• [Source text]:
►

MarkdownPDF

PDF to Markdown for Logseq - Import PDFs as Blocks

· 6 min read

Logseq can open a PDF and even let you highlight it, but those highlights live in a sidecar file and the document itself stays outside your graph. You cannot reference a sentence as a block, the text barely surfaces in search, and none of Logseq's outliner power touches it. The way to actually think with a PDF in Logseq is to convert it to Markdown first, so every paragraph becomes a block you can reference, tag, and nest. This guide explains why that matters and walks through the workflow end to end.

Why blocks beat PDF attachments in Logseq

Logseq is an outliner: every page is a tree of bullets, and each bullet is a block with its own identity. That block model is the whole point of the app — and a PDF attachment opts out of all of it. Converting a PDF to Markdown blocks gives you:

  • Block references. Every block has an ID, so you can embed or reference a single quote with ((block-ref)) anywhere in your graph. A PDF only supports a link to the whole file.
  • Page and tag links. A converted document becomes a real page you can [[link]] to and reach through #tags, wiring it into the rest of your knowledge. Attachments are dead ends.
  • Search that works. Logseq indexes block text natively. Text inside a PDF is second-class, and text inside a scanned PDF is invisible to search entirely.
  • Queries. Logseq's {{query}} blocks and properties let you pull "every source tagged #paper" or "everything imported this month" — but only if the content lives in blocks with properties.
  • Local plain text. Logseq stores each page as a Markdown file on your disk. A converted note is a few kilobytes of text that syncs and diffs cleanly, instead of a multi-megabyte binary.

The PDF is a snapshot of how a document looks; the Markdown blocks are the knowledge itself. If you want the broader case for plain text as a note-taking foundation, see our guide to Markdown for note-taking.

How Logseq's Markdown differs from Obsidian's

If you have read our Obsidian import guide, the workflow will feel familiar, but two Logseq-specific details matter when you bring in converted text.

Detail Obsidian Logseq
Document model Free-form Markdown document Outliner — every line is a block (bullet)

◄

• [Problems and tasks]:
- a) How would you render this sentence from the Logseq guide in Spanish: "The PDF is a snapshot of how a document looks; the Markdown blocks are the knowledge itself."?
- b) Does each statement agree with the Logseq guide? Answer yes or no for each and quote the words that decide it. (i) Logseq keeps every page as a Markdown file on your disk. (ii) Logseq search can find text inside a scanned PDF. (iii) A PDF attachment lets you reference a single quote by its block ID.
- c) Can you extend the Logseq guide, picking up right after its last line?
The records come from a separate source, not from the Logseq guide.

• [Data extracts]:

►

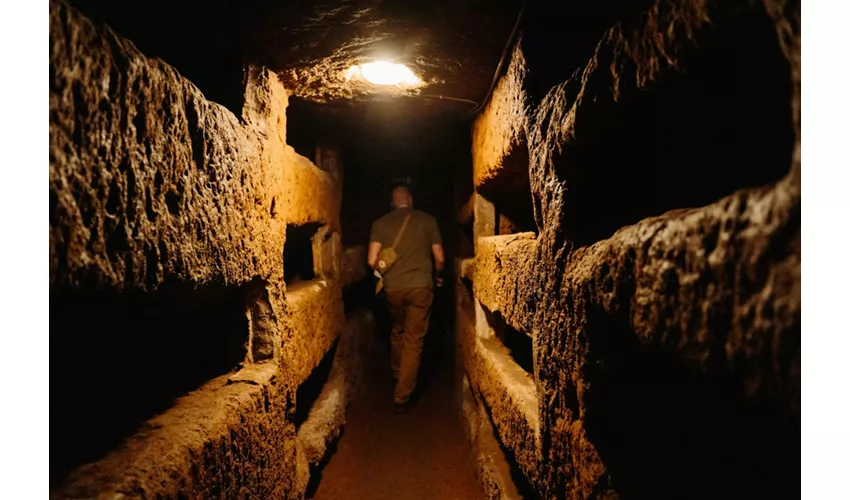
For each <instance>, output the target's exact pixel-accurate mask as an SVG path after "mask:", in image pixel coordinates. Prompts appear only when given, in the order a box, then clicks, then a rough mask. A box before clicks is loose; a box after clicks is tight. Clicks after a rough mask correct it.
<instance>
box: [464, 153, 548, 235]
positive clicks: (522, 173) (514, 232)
mask: <svg viewBox="0 0 850 500" xmlns="http://www.w3.org/2000/svg"><path fill="white" fill-rule="evenodd" d="M528 161H529V160H528V147H527V146H526V144H525V141H523V142H522V143H521V144H519V145H516V146H514V148H513V149H512V150H511V152H510V154H508V156H507V157H505V158H504V159H503V160H502V165H503V166H502V170H501V173H500V174H499V176H498V177H497V178H495V179H493V180H492V181H490V182H488V183H485V184H484V185H482V186H480V187H479V188H478V192H479V193H480V194H481V195H483V196H484V197H485V198H487V200H488V201H490V202H491V203H493V206H494V207H495V209H496V227H495V230H496V234H515V233H522V232H526V231H532V232H537V224H536V223H535V222H534V201H533V199H532V196H531V181H530V179H529V173H528Z"/></svg>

◄

• [Answers to the tasks]:
- a) El PDF es una instantánea de cómo se ve un documento; los bloques de Markdown son el conocimiento en sí.

- b)
(i) Yes: "Logseq stores each page as a Markdown file on your disk."
(ii) No: "text inside a scanned PDF is invisible to search entirely."
(iii) No: "A PDF only supports a link to the whole file."

- c)
Metadata syntax YAML frontmatter (--- block) Page properties as key:: value
Linking granularity Headings and blocks Blocks by ID, plus pages and tags
File location Anywhere in the vault pages/ and journals/ folders

The big one is structure. A converted PDF is flat Markdown — a stack of headings and paragraphs. Logseq treats each of those as a top-level block sitting side by side. You get all the content immediately, but the indentation that makes an outline feel like an outline is something you add afterward by nesting blocks under their headings.

The conversion workflow

Step 1: Convert the PDF to Markdown

Open our free PDF to Markdown converter in your browser and drop the file in. The conversion runs entirely on your own machine — the file is never uploaded to a server — which matters when the PDF is a contract, a research draft, or anything else you would not paste into a random website. You get back Markdown with headings, paragraphs, and lists reconstructed from the PDF's layout. Download the .md file or copy the output.

Step 2: Bring it into the graph

You have two options:

  1. Drop the file into pages/. Save the converted .md directly into your graph's pages/ folder. Logseq picks it up as a new page on the next re-index. The page name comes from the filename, so name it something linkable like Attention Is All You Need.md.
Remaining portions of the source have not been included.